(Image segmentation entries)
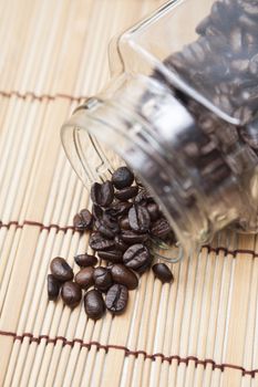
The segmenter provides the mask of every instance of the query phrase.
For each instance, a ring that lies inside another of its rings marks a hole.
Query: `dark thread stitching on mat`
[[[62,100],[69,100],[71,102],[81,102],[83,100],[86,100],[86,96],[83,95],[70,95],[70,94],[63,94],[63,93],[56,93],[54,95],[51,94],[35,94],[33,92],[25,92],[25,93],[20,93],[18,91],[10,91],[10,92],[4,92],[4,91],[0,91],[0,96],[4,97],[4,98],[11,98],[12,96],[16,96],[18,98],[21,100],[27,100],[29,97],[31,97],[34,101],[40,101],[42,102],[43,100],[45,101],[55,101],[58,98],[62,98]]]
[[[21,343],[23,342],[24,337],[28,337],[30,338],[30,343],[38,343],[38,344],[40,344],[42,339],[45,339],[47,344],[54,344],[54,345],[56,344],[58,341],[61,341],[63,346],[70,345],[71,347],[73,347],[75,343],[79,343],[81,347],[86,347],[89,351],[91,349],[92,346],[95,346],[97,351],[104,349],[105,353],[109,353],[110,349],[124,351],[125,356],[135,356],[137,358],[140,355],[143,355],[144,359],[151,359],[153,362],[155,362],[156,358],[161,357],[162,362],[168,362],[169,364],[172,364],[173,360],[176,360],[178,362],[178,364],[183,363],[183,364],[186,364],[186,366],[188,366],[189,362],[194,362],[195,367],[197,367],[198,365],[203,365],[204,368],[206,368],[206,366],[210,364],[213,370],[219,369],[224,372],[225,368],[237,369],[241,372],[242,376],[250,375],[252,378],[255,377],[256,374],[258,374],[258,368],[247,370],[246,368],[234,364],[228,364],[228,363],[216,364],[213,359],[200,360],[196,356],[187,356],[187,357],[180,357],[178,355],[165,356],[162,353],[149,355],[145,351],[131,351],[123,345],[101,344],[99,342],[84,343],[81,338],[74,338],[72,341],[68,341],[63,336],[56,336],[55,338],[50,338],[48,335],[40,335],[39,337],[34,337],[31,333],[23,333],[22,335],[17,335],[13,332],[6,332],[6,331],[0,331],[0,335],[13,337],[13,341],[17,339],[17,341],[20,341]]]
[[[24,226],[35,226],[35,227],[39,227],[41,230],[48,230],[48,231],[50,231],[51,229],[55,229],[56,232],[59,232],[59,231],[66,232],[68,230],[72,230],[73,232],[76,232],[76,230],[74,229],[73,226],[63,226],[63,227],[61,227],[61,226],[54,224],[54,223],[45,226],[45,224],[43,224],[41,222],[37,222],[37,221],[33,221],[33,220],[24,220],[23,223],[19,223],[17,220],[11,220],[8,223],[2,223],[2,221],[0,220],[0,229],[1,228],[9,229],[11,226],[16,226],[18,229],[22,229]],[[80,232],[80,231],[78,231],[78,232]],[[204,244],[203,249],[207,249],[208,252],[215,252],[216,254],[218,254],[219,252],[224,252],[226,255],[230,254],[234,258],[236,258],[237,254],[250,254],[254,259],[258,258],[258,252],[252,251],[252,250],[248,250],[248,249],[230,250],[230,249],[227,249],[227,248],[224,248],[224,247],[213,248],[213,247],[210,247],[208,244]]]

§ The task
Reproduce the image segmentation entries above, substituting "annotator" for every occurrence of "segmenter" and leaving everything else unchanged. Do not include the pictures in your answer.

§ Exercise answer
The annotator provides the mask of every instance of the query phrase.
For each instance, a ring that lies inside another of its rings marks a hole.
Query: `dark thread stitching on mat`
[[[62,100],[69,100],[71,102],[81,102],[83,100],[86,100],[86,96],[83,95],[70,95],[70,94],[63,94],[63,93],[56,93],[54,95],[51,94],[35,94],[33,92],[25,92],[25,93],[20,93],[18,91],[10,91],[10,92],[4,92],[4,91],[0,91],[0,96],[4,97],[4,98],[11,98],[12,96],[16,96],[18,98],[21,100],[27,100],[29,97],[31,97],[34,101],[40,101],[42,102],[43,100],[45,101],[55,101],[58,98],[62,98]]]
[[[21,343],[23,342],[24,337],[28,337],[30,338],[30,343],[38,343],[38,344],[40,344],[42,339],[45,339],[47,344],[54,344],[54,345],[56,344],[58,341],[61,341],[63,346],[70,345],[71,347],[73,347],[75,343],[79,343],[81,347],[86,347],[89,351],[91,349],[92,346],[95,346],[97,351],[104,349],[105,353],[109,353],[110,349],[124,351],[125,356],[135,356],[137,358],[140,355],[143,355],[144,359],[151,359],[153,362],[155,362],[156,358],[161,357],[162,362],[168,362],[169,364],[172,364],[173,360],[176,360],[178,362],[178,364],[183,363],[183,364],[186,364],[186,366],[188,366],[189,362],[194,362],[195,367],[197,367],[198,365],[203,365],[204,368],[206,368],[206,366],[210,364],[213,370],[219,369],[224,372],[225,368],[237,369],[241,372],[242,376],[250,375],[252,378],[255,377],[256,374],[258,374],[258,368],[247,370],[246,368],[234,364],[228,364],[228,363],[216,364],[213,359],[200,360],[196,356],[187,356],[187,357],[180,357],[178,355],[165,356],[162,353],[149,355],[145,351],[131,351],[123,345],[101,344],[99,342],[84,343],[81,338],[74,338],[72,341],[68,341],[63,336],[56,336],[55,338],[50,338],[48,335],[40,335],[39,337],[34,337],[31,333],[23,333],[22,335],[17,335],[13,332],[6,332],[6,331],[0,331],[0,335],[13,337],[13,341],[17,339],[17,341],[20,341]]]
[[[24,226],[35,226],[35,227],[39,227],[41,230],[48,230],[48,231],[50,231],[51,229],[55,229],[56,232],[59,232],[59,231],[66,232],[68,230],[72,230],[73,232],[76,232],[76,230],[74,229],[73,226],[63,226],[63,227],[61,227],[61,226],[54,224],[54,223],[45,226],[45,224],[43,224],[41,222],[37,222],[37,221],[33,221],[33,220],[24,220],[23,223],[19,223],[17,220],[11,220],[8,223],[2,223],[2,221],[0,220],[0,229],[1,228],[9,229],[11,226],[16,226],[18,229],[22,229]],[[80,232],[80,231],[78,231],[78,232]],[[204,244],[203,249],[207,249],[208,252],[215,252],[216,254],[218,254],[219,252],[224,252],[226,255],[230,254],[234,258],[236,258],[237,254],[250,254],[254,259],[258,258],[258,252],[252,251],[252,250],[248,250],[248,249],[230,250],[230,249],[227,249],[227,248],[224,248],[224,247],[213,248],[213,247],[210,247],[208,244]]]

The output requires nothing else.